§ Task inputs
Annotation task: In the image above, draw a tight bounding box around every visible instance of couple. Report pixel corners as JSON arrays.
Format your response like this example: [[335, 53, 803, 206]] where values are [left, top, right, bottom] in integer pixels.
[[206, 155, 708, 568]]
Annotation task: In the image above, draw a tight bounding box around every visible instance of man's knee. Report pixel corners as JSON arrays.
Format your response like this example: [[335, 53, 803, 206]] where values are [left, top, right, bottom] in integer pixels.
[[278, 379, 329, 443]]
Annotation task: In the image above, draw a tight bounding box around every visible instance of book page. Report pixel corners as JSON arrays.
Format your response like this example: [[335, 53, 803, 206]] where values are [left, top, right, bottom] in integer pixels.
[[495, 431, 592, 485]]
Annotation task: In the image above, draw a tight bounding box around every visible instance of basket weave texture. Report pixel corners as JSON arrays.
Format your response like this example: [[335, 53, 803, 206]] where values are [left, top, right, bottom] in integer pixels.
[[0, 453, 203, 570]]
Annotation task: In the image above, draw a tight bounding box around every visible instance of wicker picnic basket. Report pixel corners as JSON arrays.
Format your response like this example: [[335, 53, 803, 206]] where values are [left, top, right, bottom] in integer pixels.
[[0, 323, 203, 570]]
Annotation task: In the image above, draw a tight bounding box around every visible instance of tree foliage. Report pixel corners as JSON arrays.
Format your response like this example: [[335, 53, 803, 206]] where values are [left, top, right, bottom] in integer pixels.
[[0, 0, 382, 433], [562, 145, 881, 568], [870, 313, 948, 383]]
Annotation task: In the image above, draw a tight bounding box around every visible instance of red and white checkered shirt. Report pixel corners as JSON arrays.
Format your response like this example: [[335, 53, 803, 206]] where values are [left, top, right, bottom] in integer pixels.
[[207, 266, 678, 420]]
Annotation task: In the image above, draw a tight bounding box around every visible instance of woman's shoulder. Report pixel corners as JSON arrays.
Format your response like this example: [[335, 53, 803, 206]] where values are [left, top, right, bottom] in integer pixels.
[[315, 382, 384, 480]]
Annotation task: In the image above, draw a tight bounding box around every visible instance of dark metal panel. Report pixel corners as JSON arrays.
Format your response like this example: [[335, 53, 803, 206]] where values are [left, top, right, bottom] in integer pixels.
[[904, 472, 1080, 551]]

§ Instruction
Could you copy all of the rows above verbatim, line by line, with no changes?

§ Response to this task
Annotation task: In the image above, draw a tight bounding box around every visible instance of couple. Report pixel corners as JSON arrays.
Format your response like this example: [[335, 53, 803, 206]] where values are [left, top, right, bottom] in integer pixels.
[[206, 155, 708, 568]]
Annotation task: In the image above, draw a tight bounding box around every visible instance of man's knee. Report pixel corners as JSON arrays.
Format your response like this example: [[335, 53, 803, 206]] where values are [left, top, right, bottom] in integer pixels.
[[278, 379, 329, 443]]
Annotation task: In the image above, draw a tight bounding box around every visible instance of book page. Report pixel corners as JSON arrays.
Format your response like this example: [[335, 53, 803, 206]] where values are [left, top, right, bottom] in integer pixels.
[[495, 431, 592, 485]]
Annotation task: In the image above, draw a tight bounding box around every visible instance of basket weave texture. Report pixel corners as JSON arrays.
Format your response like this example: [[335, 53, 803, 206]] where values are [left, top, right, bottom] in integer pixels.
[[0, 453, 203, 570]]
Annotation task: In the image above, draw a tight bounding box around every visible instance of wicker picnic basket. Report pixel corners as JSON arrays.
Format your response like this example: [[335, 53, 803, 206]] where values are [left, top, right, bottom] in integer pixels.
[[0, 323, 203, 570]]
Annotation task: In the image above, draw a tight bounding box around every visible instance of tree foliage. Report pixel corners as JSON arrays.
Format your response like this example: [[335, 53, 803, 206]] where values are [left, top, right, bottom] in integer pixels.
[[0, 0, 382, 433], [562, 145, 881, 568], [870, 313, 948, 383]]
Annotation task: In the image above, draw a tight bounding box around every visible instance of red and white checkered shirt. Report pixel corners as JSON arrays.
Format your response like this example: [[335, 53, 803, 206]] where values are [left, top, right, bottom] in integer pixels.
[[207, 266, 678, 420]]
Annotation task: In the image above, draw a tight bounding box around every visible instance of woman's shoulder. Report pixel corners as JSON arrays.
Format your response like this example: [[335, 53, 803, 206]] where values are [left, top, right, bottom] in integer pixels.
[[315, 382, 384, 480]]
Annotation task: In the image above, draw a tight bounding box around every visible instance of dark metal panel. Report pixel corners as JSON arrays.
Format your response like this example: [[335, 53, 803, 206]] where values are [left, top, right, bottom] in integer pixels.
[[904, 472, 1080, 551]]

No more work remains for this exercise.